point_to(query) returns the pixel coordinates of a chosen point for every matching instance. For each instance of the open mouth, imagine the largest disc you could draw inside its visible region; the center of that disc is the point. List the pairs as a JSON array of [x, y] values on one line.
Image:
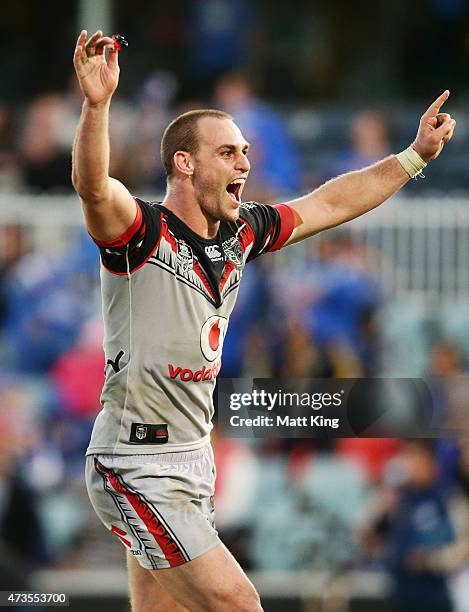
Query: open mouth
[[234, 190]]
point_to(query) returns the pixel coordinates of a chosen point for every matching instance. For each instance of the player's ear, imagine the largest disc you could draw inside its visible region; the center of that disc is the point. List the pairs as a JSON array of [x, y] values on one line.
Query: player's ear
[[183, 162]]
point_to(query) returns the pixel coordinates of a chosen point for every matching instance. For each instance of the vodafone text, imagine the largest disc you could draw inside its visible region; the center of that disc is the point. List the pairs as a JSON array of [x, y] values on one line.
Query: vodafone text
[[186, 374], [264, 399]]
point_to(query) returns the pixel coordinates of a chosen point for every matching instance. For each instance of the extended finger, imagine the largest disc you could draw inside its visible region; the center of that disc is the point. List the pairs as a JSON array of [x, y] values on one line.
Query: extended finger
[[441, 118], [445, 129], [113, 58], [91, 44], [80, 45], [435, 106], [102, 43]]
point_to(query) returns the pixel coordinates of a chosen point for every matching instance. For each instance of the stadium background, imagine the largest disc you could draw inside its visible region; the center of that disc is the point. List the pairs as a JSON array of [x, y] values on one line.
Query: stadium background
[[319, 88]]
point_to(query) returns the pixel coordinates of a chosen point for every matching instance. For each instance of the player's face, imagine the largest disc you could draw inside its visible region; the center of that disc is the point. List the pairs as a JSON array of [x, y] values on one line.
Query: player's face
[[220, 168]]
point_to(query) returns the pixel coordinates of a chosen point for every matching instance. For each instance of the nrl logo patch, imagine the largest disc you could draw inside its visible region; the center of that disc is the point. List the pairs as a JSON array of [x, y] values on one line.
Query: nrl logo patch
[[185, 258], [141, 432], [233, 250]]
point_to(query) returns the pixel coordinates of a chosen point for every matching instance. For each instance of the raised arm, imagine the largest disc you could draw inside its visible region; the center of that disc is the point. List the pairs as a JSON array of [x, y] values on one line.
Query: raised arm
[[108, 207], [351, 195]]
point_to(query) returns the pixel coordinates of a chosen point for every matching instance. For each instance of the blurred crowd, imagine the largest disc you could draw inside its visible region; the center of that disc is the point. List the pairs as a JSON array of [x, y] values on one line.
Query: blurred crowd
[[398, 506]]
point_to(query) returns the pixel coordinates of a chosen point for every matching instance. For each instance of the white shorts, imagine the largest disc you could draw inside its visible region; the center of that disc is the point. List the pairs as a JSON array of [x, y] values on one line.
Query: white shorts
[[159, 506]]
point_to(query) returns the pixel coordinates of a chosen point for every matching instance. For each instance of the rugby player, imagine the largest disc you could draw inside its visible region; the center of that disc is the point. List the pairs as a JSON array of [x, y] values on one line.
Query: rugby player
[[170, 273]]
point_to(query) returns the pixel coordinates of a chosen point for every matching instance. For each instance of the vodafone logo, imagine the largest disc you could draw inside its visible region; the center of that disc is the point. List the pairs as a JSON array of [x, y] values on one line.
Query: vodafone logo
[[212, 335]]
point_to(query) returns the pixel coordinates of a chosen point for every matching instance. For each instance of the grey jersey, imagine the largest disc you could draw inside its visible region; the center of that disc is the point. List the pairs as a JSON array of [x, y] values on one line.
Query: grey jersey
[[167, 297]]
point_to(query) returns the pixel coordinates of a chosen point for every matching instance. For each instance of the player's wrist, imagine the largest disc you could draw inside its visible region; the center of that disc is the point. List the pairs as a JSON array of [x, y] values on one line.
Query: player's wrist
[[411, 161], [101, 104]]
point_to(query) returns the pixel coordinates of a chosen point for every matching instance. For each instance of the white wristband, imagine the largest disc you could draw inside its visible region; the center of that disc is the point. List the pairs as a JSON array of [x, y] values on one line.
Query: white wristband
[[411, 161]]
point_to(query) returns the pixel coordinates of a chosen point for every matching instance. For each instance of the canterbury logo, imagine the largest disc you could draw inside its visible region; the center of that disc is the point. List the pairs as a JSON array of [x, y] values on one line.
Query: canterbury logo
[[213, 251]]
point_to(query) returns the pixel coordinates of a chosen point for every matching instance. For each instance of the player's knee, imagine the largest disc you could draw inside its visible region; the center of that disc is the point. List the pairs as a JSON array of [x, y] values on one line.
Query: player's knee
[[239, 600]]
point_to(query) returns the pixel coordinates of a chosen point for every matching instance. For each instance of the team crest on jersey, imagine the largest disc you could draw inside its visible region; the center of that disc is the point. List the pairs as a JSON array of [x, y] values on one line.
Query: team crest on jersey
[[233, 250], [185, 257]]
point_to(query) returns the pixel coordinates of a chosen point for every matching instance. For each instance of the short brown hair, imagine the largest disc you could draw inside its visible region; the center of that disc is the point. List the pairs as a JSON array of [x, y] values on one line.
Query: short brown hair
[[181, 135]]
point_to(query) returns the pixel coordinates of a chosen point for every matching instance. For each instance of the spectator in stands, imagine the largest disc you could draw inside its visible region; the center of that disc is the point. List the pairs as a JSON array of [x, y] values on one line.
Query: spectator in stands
[[276, 165], [218, 33], [454, 557], [9, 167], [46, 163], [331, 301], [369, 142], [22, 543], [411, 521]]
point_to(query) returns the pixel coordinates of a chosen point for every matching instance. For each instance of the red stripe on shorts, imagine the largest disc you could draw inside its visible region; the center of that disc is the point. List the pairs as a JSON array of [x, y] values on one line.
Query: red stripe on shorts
[[170, 548]]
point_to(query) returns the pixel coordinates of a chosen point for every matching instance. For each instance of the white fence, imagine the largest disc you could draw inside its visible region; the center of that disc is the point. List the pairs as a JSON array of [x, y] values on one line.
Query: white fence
[[419, 247]]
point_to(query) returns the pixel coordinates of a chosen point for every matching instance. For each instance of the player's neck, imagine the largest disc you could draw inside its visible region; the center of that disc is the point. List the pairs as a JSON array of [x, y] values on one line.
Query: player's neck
[[182, 202]]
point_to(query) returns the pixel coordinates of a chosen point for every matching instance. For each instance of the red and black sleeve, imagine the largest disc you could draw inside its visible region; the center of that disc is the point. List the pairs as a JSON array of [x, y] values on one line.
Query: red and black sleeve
[[268, 227], [130, 250]]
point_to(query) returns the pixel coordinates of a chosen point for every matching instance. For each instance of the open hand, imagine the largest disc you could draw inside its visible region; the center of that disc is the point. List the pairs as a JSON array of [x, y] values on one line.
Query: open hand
[[435, 130], [98, 78]]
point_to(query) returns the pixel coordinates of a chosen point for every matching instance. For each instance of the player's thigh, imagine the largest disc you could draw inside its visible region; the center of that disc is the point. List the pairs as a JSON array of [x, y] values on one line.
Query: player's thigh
[[213, 582], [146, 593]]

YOUR OBJECTIVE: Would you restate the listing word for word and leave every picture out?

ANSWER TO THE EXERCISE:
point_to(query) returns the pixel coordinates of a chosen point for every matching instance. For each instance of the open mouth, imagine the largest disc you could draw inside its visible region; the center of that disc is the point. List the pairs as a JSON array of [x, y] values on one line.
Image:
Query: open mouth
[[234, 190]]
point_to(query) returns the pixel coordinates of a chosen point for every matching instance. For each instance of the player's ear, imagine the largest disc you could draw inside its visible region; the center of that disc is the point. List the pairs as a JSON array of [x, y] values on one line.
Query: player's ear
[[183, 162]]
point_to(query) returns the pixel coordinates of a chosen point for every matching instance. For each instance of the vodafone text, imagine the largest disc you could draw inside its visible region; the center of that disc is the point. List the pairs as a JSON array of [x, y] values on one line.
Query: vodafone text
[[186, 374], [264, 399]]
point_to(query) returns the pixel coordinates of a chosen point for every matching instance. For each instance of the extended finger, imagine the largest disc you could draw inside its visible region; the center of that disc is the point. List the pairs as a JSON array of [x, y] values on one line.
Query: extended finger
[[441, 118], [445, 129], [113, 58], [91, 44], [80, 45], [435, 106], [102, 43]]
point_to(query) returns the pixel coordinates of a chosen point for every matching instance. For each instance of the stadium background, imagine the largest disc you could draw inside its visible region; the center of that disc is the point. List the pairs as a JSON array of [x, y] values on one line.
Query: stadium background
[[319, 88]]
point_to(query) returns the pixel coordinates of a chosen point for every matching instance. For each instance of the player's face, imagine the largest disc you could draw inside its visible region; the center of that disc is the point. List the pairs as a JSON array of [x, y] values on one line.
Query: player's face
[[220, 168]]
point_to(query) returns the pixel coordinates of a chosen point for every matching instance. For each instance of the nrl logo patch, imagine the largest disc you could draw inside its visible region; the center of that disc is the point. List the pairs as a JSON array of [x, y] values on one line.
Query: nrl logo patch
[[185, 258], [141, 432], [233, 250]]
point_to(query) returns the pixel coordinates of a chosen point for every matching instance. For each instance of the raised arm, imagine the largest disc you could draw inside its visible region; the center of that disc is the point. List the pairs as a JSON array of [x, y] values on one line.
Query: raised arm
[[108, 207], [351, 195]]
point_to(query) returns the pixel coordinates of a chosen point for every matching instance. For each instance of the blurred crowd, imagine the largest disc you could draw inside its visible region; the center of that disc is the point. List the pairs as a JSON array of [x, y] values on one line.
Query: blurred crowd
[[398, 506]]
point_to(query) returns the pixel coordinates of a chosen point for every matching instance. For each instance of the white shorts, imagine the largest disc you could draw inside its visible region; the center of that disc is the point. List the pairs as a JSON array of [x, y] values on one line.
Query: white shorts
[[159, 506]]
point_to(query) returns the pixel coordinates of a chosen point for every matching instance. For each instance of the rugby player, imagine the largest disc you could draw inside its visible region; the center of that disc is the point. List the pairs as a JSON array of [x, y] values on one line.
Query: rugby player
[[170, 273]]
point_to(query) returns the pixel coordinates of a chosen point for every matching instance. For each instance of the vodafone logo, imagine the largest disc you could draw inside its visible region; the center of that disc is the point. List the pairs as a JSON array of [x, y] values on one line.
Query: vodafone logo
[[212, 335]]
point_to(query) returns the pixel coordinates of a chosen point for every matching instance. For each instance of the grey jersey, imagine the largest disc you could draw inside its visible region; the center of that disc is the point. List the pairs as a JSON array of [x, y] values on one line.
Query: grey jersey
[[167, 297]]
point_to(query) returns the pixel coordinates of a chosen point for every matching instance. For each instance of the player's wrist, imagine the largest disc you could draw inside its visible region; the center of that disc is the point. List the pairs as a JSON array of [x, y] values on one line.
Query: player's wrist
[[411, 161], [101, 104]]
point_to(query) returns the pixel coordinates of a chosen point for every matching instance. For each instance of the white wristband, imagine the largest disc you could draw inside its visible region; the center of that disc is the point. List the pairs as a JSON array of [x, y] values on one line.
Query: white wristband
[[411, 161]]
point_to(query) returns the pixel coordinates of a chosen point for every matching instance. For each instance of the canterbury logo, imagine the largest disc you could draw inside its visible region; the center of that disc is the point. List the pairs as a JSON array of [x, y] values on one line.
Query: canterbury logo
[[213, 251]]
point_to(query) returns the pixel coordinates of a chosen point for every matching instance. For each instance of the player's knee, imagine the largest disc you could draw inside its visible region; the center of that disc is the point. List the pairs as a JSON array of [x, y] values on one line.
Query: player's knee
[[239, 600]]
point_to(query) returns the pixel coordinates of a chosen point for every matching instance. For each instance of the team crest on jersey, imagine the largest disc you could draw inside its visible region; the center of that disc is the point. List the pairs as a JSON array of [x, y] values on one line.
Query: team crest on jersey
[[233, 250], [185, 257]]
point_to(query) returns the pixel coordinates of a chosen point for every matching instance. For each instance of the short brown hair, imagine the largest disc you could draw inside its visible region; the center of that disc is the point. List the pairs as a JSON array of [x, y] values on one line.
Query: short brown hair
[[181, 135]]
point_to(query) returns the pixel coordinates of a chosen point for every matching instance. For each instance of the spectator in stands, imagine the largest disc you could draw inside its visible region; the center of that disc is the point. List the pairs as a JSON array of [x, y] values on one line.
Query: spectator in stands
[[276, 165], [218, 33], [454, 557], [9, 167], [46, 163], [331, 301], [369, 142], [22, 543], [411, 521]]
point_to(query) returns the pixel coordinates of a chosen point for every matching instance. For each instance of the red stripe on shorts, imagine the largest disc you could draw inside its visible region; the center of that disc is the point. List the pairs as a JSON array of [x, y] values on one line.
Query: red stripe on shorts
[[170, 548]]
point_to(query) returns the pixel coordinates of a chosen point for every matching instance. For each instance of the white fence, imagine the largest disc you could draw inside its visible region; the center of that disc is the point. List the pairs as a JSON array of [x, y] values on one line.
Query: white fence
[[419, 247]]
point_to(query) returns the pixel coordinates of a chosen point for every matching instance. For each instance of the player's neck, imagine the largest disc you could draw inside its visible region; the center of that disc is the point. List the pairs as a JSON array of [x, y] values on one line.
Query: player's neck
[[182, 202]]
point_to(query) returns the pixel coordinates of a chosen point for every matching instance. For each instance of the red and black sleeve, imagine the largest disc you could draw inside its visible region; the center of that disc is the point. List the pairs as a JSON array of [x, y] values on one line.
Query: red and black sleeve
[[268, 227], [130, 250]]
point_to(query) returns the pixel coordinates of a chosen point for every matching instance. For each instance of the open hand, imagine the largest disc you could draw inside its visible region; the center of that disc is the point. List the pairs as a JSON array of [x, y] values on one line.
Query: open hand
[[435, 130], [98, 78]]
point_to(query) returns the pixel coordinates of a chosen point for every matching instance. For each instance of the player's thigh, imagine the largest disc you could draw inside its visible region; the center of that disc is the point. List the pairs as a JSON array of [x, y] values on one line.
Query: player's thigh
[[213, 582], [146, 593]]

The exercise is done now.